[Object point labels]
..........

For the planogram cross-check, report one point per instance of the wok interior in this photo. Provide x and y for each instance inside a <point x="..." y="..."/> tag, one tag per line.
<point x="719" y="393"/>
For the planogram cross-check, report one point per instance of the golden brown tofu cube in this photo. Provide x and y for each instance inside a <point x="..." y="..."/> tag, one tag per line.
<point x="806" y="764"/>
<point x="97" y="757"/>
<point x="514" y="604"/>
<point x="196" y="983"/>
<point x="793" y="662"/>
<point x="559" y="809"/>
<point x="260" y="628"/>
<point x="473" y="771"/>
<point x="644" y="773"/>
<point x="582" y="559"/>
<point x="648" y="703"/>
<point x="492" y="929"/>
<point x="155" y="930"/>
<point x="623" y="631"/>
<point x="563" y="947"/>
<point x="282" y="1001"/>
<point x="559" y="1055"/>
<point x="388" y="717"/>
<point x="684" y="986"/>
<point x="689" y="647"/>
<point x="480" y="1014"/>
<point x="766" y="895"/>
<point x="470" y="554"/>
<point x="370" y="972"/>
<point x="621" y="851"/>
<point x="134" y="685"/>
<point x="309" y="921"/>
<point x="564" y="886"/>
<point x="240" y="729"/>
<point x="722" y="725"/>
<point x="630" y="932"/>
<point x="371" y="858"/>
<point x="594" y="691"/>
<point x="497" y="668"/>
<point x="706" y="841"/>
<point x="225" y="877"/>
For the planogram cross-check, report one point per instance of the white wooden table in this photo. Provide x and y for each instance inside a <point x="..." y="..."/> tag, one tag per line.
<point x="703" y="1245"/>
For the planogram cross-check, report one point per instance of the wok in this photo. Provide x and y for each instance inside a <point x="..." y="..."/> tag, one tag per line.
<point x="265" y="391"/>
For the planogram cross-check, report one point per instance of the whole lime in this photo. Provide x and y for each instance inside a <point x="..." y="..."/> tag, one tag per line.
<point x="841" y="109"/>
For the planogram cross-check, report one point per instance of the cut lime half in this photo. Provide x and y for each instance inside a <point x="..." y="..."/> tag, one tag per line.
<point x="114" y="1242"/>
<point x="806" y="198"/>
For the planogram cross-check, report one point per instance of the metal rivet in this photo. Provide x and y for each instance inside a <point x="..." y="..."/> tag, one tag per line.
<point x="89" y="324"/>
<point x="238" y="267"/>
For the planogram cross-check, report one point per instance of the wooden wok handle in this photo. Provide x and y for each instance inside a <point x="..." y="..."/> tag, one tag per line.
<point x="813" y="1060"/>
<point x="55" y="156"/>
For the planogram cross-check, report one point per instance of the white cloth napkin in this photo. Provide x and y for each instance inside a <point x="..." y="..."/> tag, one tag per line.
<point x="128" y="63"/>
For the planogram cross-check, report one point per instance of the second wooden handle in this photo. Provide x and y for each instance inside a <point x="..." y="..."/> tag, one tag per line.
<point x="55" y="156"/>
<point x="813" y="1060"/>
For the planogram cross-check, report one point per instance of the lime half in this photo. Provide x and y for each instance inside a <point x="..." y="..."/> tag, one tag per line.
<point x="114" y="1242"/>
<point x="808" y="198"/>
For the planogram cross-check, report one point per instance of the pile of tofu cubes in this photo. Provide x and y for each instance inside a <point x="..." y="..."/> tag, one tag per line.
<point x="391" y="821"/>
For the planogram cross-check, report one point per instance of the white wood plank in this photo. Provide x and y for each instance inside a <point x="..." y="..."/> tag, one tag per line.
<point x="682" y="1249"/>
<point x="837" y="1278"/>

..........

Output the line holding "of the metal", then every later line through the end of the records above, exactly as given and nothing else.

## The response
For the planogram cross-check, report one point per instance of the metal rivet in this photo. Provide x and y for each instance inside a <point x="..." y="..."/> tag, one tag per line.
<point x="89" y="324"/>
<point x="238" y="267"/>
For the planogram cross-check, report one point per instance of the wooden wok handle in this photo. Provide x and y for each instance inside a <point x="..." y="..."/> tag, one tag per line.
<point x="813" y="1060"/>
<point x="55" y="156"/>
For the planogram cross-check, report one point per instance of the white cloth napkin in this photo. Provide x and y for each instance inside a <point x="..." y="..."/> tag, one tag per line.
<point x="128" y="63"/>
For the planogram cross-check, report one point per instance of the second wooden handle in this photo. Provide x and y for each instance inside a <point x="..." y="..."/> tag, one tag per line.
<point x="55" y="156"/>
<point x="813" y="1060"/>
For the planogram cross-check, report one point per instance of the lime half in this photo. Provide x and y for each instance inside a <point x="..." y="..."/> tag, one tag per line.
<point x="114" y="1242"/>
<point x="808" y="198"/>
For the planogram cross-check, report one point per instance of the pile of tofu cubes in this photo. Provide x and y for each instance inside a <point x="..." y="..."/> tag, one tag per line.
<point x="391" y="821"/>
For the planogram cross-check, report one point per instance of the white wood plank in this photo. Provide x and y for each instance inside a <point x="..." y="..."/> tag, one tag per line.
<point x="682" y="1249"/>
<point x="837" y="1278"/>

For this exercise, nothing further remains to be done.